== Passage du texte ==
= = =
Traduction du prologue et des chapitres 6 à 10 de la Vie de Vulfran du pseudo-Jonas, moine de Fontenelle
p. 95-101
Note de l’éditeur
En annexe à l’article précédent n’est donnée ici qu’une partie de l’article « Mission de Frise et tradition orale : retour à la Vie de Vulfran », publié dans Retour aux sources. Textes, études et documents d’histoire médiévale offerts à Michel Parisse, Paris, Picard, 2004, p. 669-676. En effet, il n’a pas paru nécessaire de reproduire les quelques pages de présentation de cette traduction inédite, qui, à peu de choses près, ne faisaient que résumer ce qu’on a lu dans les pages précédentes.
(Traduction d’après le texte latin donné par W. Levison, MGH, SSRM, vol. 5, Hanovre/Leipzig 1910, p. 657-673. Bibliotheca Hagiographica Latina Antiquae et Mediae Aetatis no 8738 – Novum Supplementum 1986, p. 874)
= = =
== Ensemble de tâches ==
1. Indiquez si chacun des énoncés suivants concorde avec le passage du texte : (a) l'article dont provient l'annexe a paru en 2004 ; (b) les pages de présentation de la traduction sont reproduites ici ; (c) la traduction repose sur le texte latin donné par W. Levison. Justifiez chaque réponse par les mots du passage qui tranchent.
2. Recopiez le passage du texte entre « Traduction du prologue » et « les pages précédentes. », inclus, en substituant « Wulfran » à « Vulfran ».

== Lignes de données ==
= = =
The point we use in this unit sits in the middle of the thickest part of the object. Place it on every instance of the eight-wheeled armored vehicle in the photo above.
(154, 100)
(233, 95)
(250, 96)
= = =
== Solutions ci-dessous ==
1.
(a) Oui : « Paris, Picard, 2004, p. 669-676 ».
(b) Non : « il n’a pas paru nécessaire de reproduire les quelques pages de présentation de cette traduction inédite ».
(c) Oui : « Traduction d’après le texte latin donné par W. Levison ».

2.
Traduction du prologue et des chapitres 6 à 10 de la Vie de Wulfran du pseudo-Jonas, moine de Fontenelle
p. 95-101
Note de l’éditeur
En annexe à l’article précédent n’est donnée ici qu’une partie de l’article « Mission de Frise et tradition orale : retour à la Vie de Wulfran », publié dans Retour aux sources. Textes, études et documents d’histoire médiévale offerts à Michel Parisse, Paris, Picard, 2004, p. 669-676. En effet, il n’a pas paru nécessaire de reproduire les quelques pages de présentation de cette traduction inédite, qui, à peu de choses près, ne faisaient que résumer ce qu’on a lu dans les pages précédentes.